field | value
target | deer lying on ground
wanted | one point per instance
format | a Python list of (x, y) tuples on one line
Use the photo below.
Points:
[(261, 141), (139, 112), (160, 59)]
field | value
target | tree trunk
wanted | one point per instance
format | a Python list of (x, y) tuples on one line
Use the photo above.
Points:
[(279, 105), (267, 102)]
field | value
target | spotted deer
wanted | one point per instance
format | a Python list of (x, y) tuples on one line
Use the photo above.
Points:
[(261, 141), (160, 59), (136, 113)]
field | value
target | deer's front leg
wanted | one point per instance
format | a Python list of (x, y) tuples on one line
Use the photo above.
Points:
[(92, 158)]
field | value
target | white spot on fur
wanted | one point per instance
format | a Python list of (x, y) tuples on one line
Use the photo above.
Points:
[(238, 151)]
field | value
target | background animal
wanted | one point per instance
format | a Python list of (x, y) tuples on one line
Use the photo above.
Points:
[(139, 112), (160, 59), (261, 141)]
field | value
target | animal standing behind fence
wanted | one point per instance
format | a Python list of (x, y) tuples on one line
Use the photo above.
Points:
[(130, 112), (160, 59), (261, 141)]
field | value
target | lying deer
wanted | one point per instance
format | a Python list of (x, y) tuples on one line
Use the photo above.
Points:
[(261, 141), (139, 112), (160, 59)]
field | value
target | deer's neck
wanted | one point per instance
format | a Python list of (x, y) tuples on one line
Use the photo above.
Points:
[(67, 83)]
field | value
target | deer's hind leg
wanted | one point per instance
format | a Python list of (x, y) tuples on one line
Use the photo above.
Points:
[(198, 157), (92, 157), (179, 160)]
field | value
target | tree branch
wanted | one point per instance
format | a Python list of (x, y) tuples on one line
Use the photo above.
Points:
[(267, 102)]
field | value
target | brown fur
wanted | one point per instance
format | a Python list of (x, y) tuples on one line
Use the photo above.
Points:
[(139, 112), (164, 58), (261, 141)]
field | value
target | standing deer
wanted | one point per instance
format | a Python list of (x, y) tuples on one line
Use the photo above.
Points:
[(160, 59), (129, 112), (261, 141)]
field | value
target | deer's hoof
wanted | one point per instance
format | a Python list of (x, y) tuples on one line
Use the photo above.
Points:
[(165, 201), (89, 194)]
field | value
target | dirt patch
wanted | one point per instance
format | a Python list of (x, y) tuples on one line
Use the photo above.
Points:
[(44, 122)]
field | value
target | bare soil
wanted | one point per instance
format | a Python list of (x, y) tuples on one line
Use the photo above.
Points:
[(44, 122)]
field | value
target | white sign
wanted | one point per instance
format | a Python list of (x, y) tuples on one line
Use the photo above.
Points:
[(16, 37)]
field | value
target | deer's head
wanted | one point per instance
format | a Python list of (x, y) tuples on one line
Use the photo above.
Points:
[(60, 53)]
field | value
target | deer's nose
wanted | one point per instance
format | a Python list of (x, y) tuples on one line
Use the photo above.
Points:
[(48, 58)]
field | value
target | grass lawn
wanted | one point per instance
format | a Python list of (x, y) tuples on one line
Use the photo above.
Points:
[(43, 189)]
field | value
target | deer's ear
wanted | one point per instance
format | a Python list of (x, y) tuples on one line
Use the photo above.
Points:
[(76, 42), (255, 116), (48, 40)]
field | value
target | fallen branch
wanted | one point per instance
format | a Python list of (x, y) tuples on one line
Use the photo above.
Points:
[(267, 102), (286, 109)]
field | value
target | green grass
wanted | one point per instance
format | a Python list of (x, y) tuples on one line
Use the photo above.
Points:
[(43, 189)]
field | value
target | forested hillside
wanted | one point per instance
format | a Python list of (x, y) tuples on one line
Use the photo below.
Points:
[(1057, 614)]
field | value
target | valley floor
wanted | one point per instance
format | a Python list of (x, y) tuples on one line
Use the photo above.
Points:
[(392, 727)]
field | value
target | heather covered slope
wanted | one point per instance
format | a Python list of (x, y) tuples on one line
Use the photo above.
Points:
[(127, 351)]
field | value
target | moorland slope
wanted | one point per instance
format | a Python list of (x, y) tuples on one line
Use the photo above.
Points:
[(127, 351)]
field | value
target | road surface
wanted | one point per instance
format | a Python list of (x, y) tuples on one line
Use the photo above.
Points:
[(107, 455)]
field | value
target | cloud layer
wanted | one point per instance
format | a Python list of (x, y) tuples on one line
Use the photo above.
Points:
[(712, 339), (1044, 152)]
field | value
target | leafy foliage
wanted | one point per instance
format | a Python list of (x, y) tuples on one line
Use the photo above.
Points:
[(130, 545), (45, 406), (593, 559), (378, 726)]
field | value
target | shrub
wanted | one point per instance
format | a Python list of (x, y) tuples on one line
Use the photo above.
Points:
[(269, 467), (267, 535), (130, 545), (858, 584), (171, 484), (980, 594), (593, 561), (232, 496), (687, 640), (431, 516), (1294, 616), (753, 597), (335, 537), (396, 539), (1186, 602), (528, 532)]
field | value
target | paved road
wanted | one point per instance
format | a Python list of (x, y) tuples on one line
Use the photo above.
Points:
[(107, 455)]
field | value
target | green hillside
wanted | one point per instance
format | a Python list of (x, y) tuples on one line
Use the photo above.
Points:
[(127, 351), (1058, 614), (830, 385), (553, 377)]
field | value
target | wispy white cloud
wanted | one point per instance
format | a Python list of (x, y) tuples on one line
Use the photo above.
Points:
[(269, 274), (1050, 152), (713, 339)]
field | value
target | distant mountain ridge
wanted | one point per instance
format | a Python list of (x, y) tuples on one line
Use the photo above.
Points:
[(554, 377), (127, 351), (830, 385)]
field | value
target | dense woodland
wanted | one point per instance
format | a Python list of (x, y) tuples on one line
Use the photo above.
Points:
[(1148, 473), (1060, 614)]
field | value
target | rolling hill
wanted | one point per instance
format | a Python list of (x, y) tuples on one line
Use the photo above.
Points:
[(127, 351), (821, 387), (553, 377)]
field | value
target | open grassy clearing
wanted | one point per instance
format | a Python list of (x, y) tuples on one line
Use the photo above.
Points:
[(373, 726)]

============

## [REQUIRED TASK]
Copy the listing word for word, starting with its first line and going on through the line with "[(279, 105), (267, 102)]", with both of those lines included.

## [SOLUTION FOR THIS TASK]
field | value
target | deer lying on ground
wanted | one point per instance
format | a Python list of (x, y) tuples on one line
Use the photo below.
Points:
[(261, 141), (139, 112), (160, 59)]
field | value
target | tree trunk
wanted | one point per instance
format | a Python list of (x, y) tuples on one line
Use the photo above.
Points:
[(279, 105), (267, 102)]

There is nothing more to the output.